### STATED GOAL
Output the entries word for word. Omit images.

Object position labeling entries

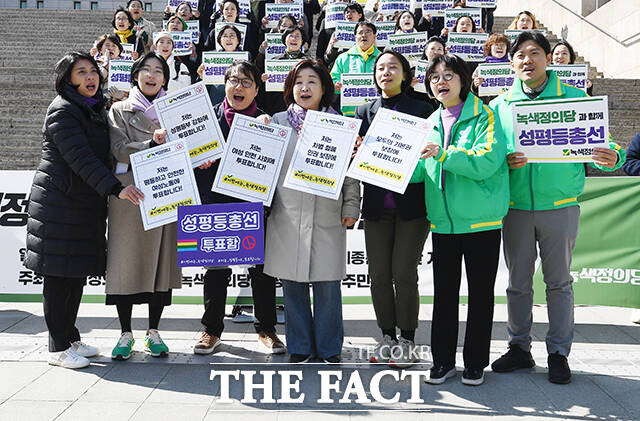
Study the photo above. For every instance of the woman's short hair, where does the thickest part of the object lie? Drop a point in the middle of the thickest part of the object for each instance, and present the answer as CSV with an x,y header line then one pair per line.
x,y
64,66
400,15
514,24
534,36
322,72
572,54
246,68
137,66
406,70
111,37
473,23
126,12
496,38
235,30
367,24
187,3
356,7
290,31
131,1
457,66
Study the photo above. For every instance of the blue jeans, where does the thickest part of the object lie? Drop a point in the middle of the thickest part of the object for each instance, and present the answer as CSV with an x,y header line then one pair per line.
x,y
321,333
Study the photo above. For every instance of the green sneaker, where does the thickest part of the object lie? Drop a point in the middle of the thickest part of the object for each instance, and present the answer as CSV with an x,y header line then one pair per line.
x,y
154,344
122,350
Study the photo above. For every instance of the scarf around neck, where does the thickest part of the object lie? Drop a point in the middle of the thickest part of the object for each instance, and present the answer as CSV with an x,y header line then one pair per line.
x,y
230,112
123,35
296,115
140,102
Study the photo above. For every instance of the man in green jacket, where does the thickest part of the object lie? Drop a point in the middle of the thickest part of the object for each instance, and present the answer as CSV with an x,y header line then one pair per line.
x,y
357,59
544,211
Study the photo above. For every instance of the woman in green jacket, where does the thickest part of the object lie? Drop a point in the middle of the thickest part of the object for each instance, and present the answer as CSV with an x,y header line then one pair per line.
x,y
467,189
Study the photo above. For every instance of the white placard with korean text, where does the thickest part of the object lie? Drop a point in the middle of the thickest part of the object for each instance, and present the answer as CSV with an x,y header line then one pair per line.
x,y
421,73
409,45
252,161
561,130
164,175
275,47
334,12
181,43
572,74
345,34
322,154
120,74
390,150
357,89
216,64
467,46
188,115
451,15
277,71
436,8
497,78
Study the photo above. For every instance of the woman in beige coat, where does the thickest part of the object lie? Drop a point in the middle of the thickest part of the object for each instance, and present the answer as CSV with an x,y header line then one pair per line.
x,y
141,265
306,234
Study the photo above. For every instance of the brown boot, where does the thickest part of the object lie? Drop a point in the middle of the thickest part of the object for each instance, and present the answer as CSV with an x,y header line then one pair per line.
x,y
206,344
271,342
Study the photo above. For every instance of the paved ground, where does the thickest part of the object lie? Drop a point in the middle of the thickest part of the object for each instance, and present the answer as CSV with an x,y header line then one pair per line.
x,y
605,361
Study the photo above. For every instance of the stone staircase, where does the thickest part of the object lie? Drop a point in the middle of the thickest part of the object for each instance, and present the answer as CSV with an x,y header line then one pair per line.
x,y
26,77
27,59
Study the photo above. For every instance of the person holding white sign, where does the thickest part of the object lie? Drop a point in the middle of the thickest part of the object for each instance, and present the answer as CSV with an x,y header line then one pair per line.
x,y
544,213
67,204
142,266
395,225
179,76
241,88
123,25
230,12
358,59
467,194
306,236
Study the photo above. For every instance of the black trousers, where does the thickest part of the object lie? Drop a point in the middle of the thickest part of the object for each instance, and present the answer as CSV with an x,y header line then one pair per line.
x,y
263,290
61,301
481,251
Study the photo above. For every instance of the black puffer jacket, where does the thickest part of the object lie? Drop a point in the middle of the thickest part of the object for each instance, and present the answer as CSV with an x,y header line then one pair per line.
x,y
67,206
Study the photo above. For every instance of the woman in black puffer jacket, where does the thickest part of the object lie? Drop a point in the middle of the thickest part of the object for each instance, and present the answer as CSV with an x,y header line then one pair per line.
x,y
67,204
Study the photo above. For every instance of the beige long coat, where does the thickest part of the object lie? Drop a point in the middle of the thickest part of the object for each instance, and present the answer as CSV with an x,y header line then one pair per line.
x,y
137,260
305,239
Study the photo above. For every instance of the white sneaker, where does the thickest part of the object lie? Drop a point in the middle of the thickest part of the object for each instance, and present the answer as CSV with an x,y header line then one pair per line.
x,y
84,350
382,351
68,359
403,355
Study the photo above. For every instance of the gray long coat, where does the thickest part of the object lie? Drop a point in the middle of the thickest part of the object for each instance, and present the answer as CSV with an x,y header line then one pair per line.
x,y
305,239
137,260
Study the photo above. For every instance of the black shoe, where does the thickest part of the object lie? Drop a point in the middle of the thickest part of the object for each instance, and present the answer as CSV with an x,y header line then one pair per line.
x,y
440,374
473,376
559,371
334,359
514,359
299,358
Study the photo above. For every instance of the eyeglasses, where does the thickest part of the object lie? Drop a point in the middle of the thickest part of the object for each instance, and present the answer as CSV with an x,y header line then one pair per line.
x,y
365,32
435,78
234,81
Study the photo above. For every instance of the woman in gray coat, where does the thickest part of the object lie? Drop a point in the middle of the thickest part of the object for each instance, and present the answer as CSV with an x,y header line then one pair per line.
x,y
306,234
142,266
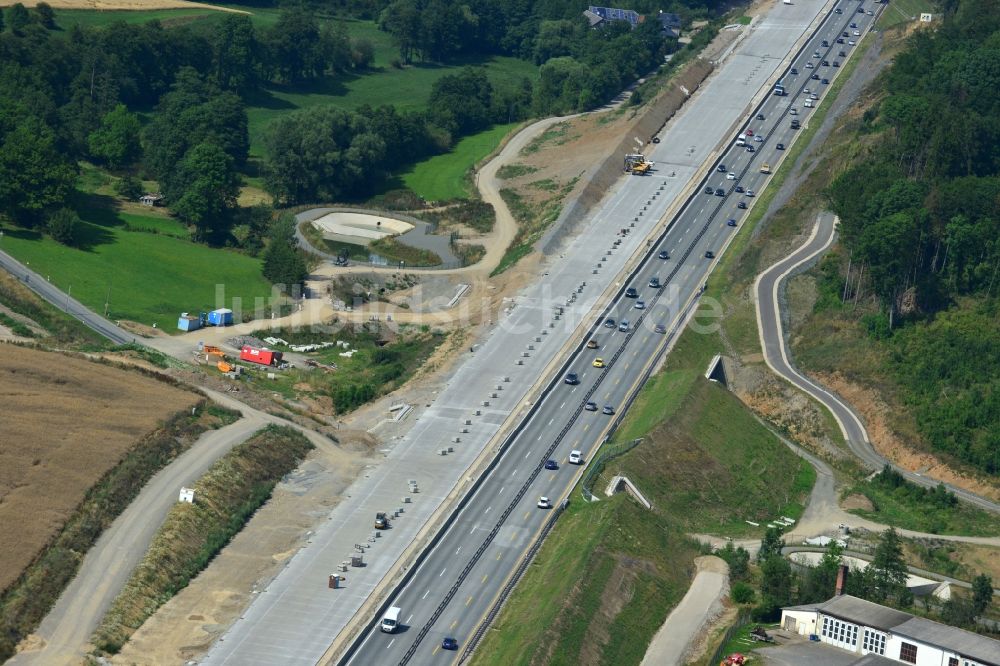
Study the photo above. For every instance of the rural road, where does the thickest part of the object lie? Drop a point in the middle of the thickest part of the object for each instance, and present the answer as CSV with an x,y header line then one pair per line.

### CORRECT RESULT
Study the photo above. For every instance of the woman's short hair, where does the thickest part of the object lie? Drop a point in the middle of the thickest part of the object for each instance, and present the answer as CSV with an x,y header line then one pair per line.
x,y
64,66
400,15
514,24
534,36
322,72
572,54
246,68
137,66
406,70
111,37
473,23
126,12
496,38
235,30
367,24
187,3
356,7
290,31
131,1
457,66
Study the photo above. For every instance of the blue jeans, where does the thickest part of the object lie? Drop a point in the middle of the thickest part of the object for each instance, and present the answer as CSV with an x,y header line then one pair per line.
x,y
321,333
Study the photo above. For every instance of the green sneaker, where does the thickest part of the object lie? Drop a point in the middle of the thickest part of the object for each instance, and present the answer as CSV with an x,y header line then one pair per line.
x,y
154,344
122,350
Study the photo above. For every instance of the scarf around neck, where does the thickest part of the object lie? Drop a point in the middle of the thickest part of the object for each instance, and present the answer as CSV with an x,y header line then one pair per line.
x,y
230,112
123,35
296,115
140,102
Study the photo above. For every instance of the man in green jacket, where does the thickest part of the object lie? Drop a point in the middle of the thickest part of the object for each instance, and present the answer as CSV with an x,y header line then one pair per line.
x,y
357,59
544,211
Study the photo above. For every instance of the woman in green jacket, where does the thickest part of the object lie? Drop a point in the middle of the thickest part of the object for each instance, and present the answer as CSV with an x,y header line then one pair per line.
x,y
467,189
Study the photo above. For every instance of the white placard with korean text, where does the thickest part of the object lie? Drop a point in the middle of the thickest part of the object for each instance, and present the answer as CSV with an x,y header line then one pair per line.
x,y
421,73
409,45
252,161
561,130
164,175
275,47
334,12
181,43
572,74
345,34
322,154
120,74
390,150
357,89
216,64
467,46
188,115
451,15
277,71
436,8
497,78
Study the photo above. For every instance of the woman in beige coat, where does the thickest part of the object lie? Drop a point in the middle of the thickest part of the object for each instance, and present the answer as CSV with an x,y header line then one pair per line.
x,y
141,265
306,234
Study the photo above. For every instance of the brown boot, where does the thickest part of the object lie? Drop a point in the middle of the thickest part of the object for each instance, and present the answer as CSV with an x,y header line then one pair per line.
x,y
206,344
271,342
Study the photo above. For every instance of the paved ground, where does the thickest part of the object lie? Drop a point in the middle of the thickest part of the object for each instance, and present the answer as CSV with an x,y header line then one pair per line.
x,y
605,361
Study the photo above. For every instance of the stone staircase, where does the thickest part of the object lie? Drop a point in the middle of the thickest part of the object for each instance, and present the answer as CSV with an x,y header line then one pair per line.
x,y
26,77
27,59
Study the photo above. For every instance of the person holding white sign, where does the thickest part of the object lie? Drop a point in the middle of the thickest part of the object for each instance, and present the answer as CSV with an x,y header line then one pair per line.
x,y
544,213
67,204
142,266
395,225
179,76
241,88
123,25
230,12
358,59
467,194
306,236
Study the photo above. For every instance of the black trousers, where does the thickest part of the object lie? Drop a point in the middle of the thickest part of the object for each instance, and present the answer as CSV with an x,y header line then one pair per line.
x,y
263,290
61,301
481,251
Study the photo above. For every instance of the black puffer jacket, where does the thickest part of the object lie? Drop a point in the middle of the thickest part of the object for each instance, and present the answer as CSV with an x,y header line then one pair per line.
x,y
67,206
Study the photo above. For every instance of the woman in black puffer jacket, where does the thickest part of the object lie? Drop a point in the middle of the thickest part of the object for each instance, and present the answer as CSV with an x,y header line then one pair per line.
x,y
67,204
Study the photo above. For every instance of the beige long coat, where does the thickest part of the object lie? Drop a point in the middle of the thickest part of the object for each instance, and present the answer as CSV with an x,y header line then one pair per line.
x,y
137,260
305,239
Study the photo above. For every instance of the white sneaker, where does the thickest part of the object lie? Drop a point in the middle of the thickest part of the object for each instance, and present the answer as CSV with an x,y header line then one pair per line.
x,y
84,350
382,351
68,359
403,355
Study the photo above. For every instance of the gray long coat, where does the thickest part of the object lie? Drop a point in the middle of the thickest part of the object for each instance, and present the answer as CSV with an x,y header line then one pair per line.
x,y
305,239
137,260
Study the photo above. For every instance of the black shoe, where does the thickest part of the object lie? Drop a point in the middle of the thickest part of the object for each instance, and present the answer as CSV with an x,y header line then one pair per line.
x,y
440,374
473,376
559,371
334,359
514,359
299,358
Study the photo above. For every instance of the eyeglasses, where does the thickest part of the object lie? Drop a point in the middle of the thickest part of the object for each instance, and present the answer as CSV with an x,y header line then one pair per line.
x,y
365,32
435,78
234,81
Study the photo above. For every instance of the woman in gray coat, where does the thickest part of the object lie? Drop a point in the middle of the thickest part of the object for each instance, and present the answer as CSV with an x,y header line then one pair per line.
x,y
306,234
142,266
Study the photo above. For every instance of the rural road, where does the thickest part of the object lie? Drop a point in the middle of the thickest part of the object for each instance, and present the answer as CSV with an x,y header line then one pair per line.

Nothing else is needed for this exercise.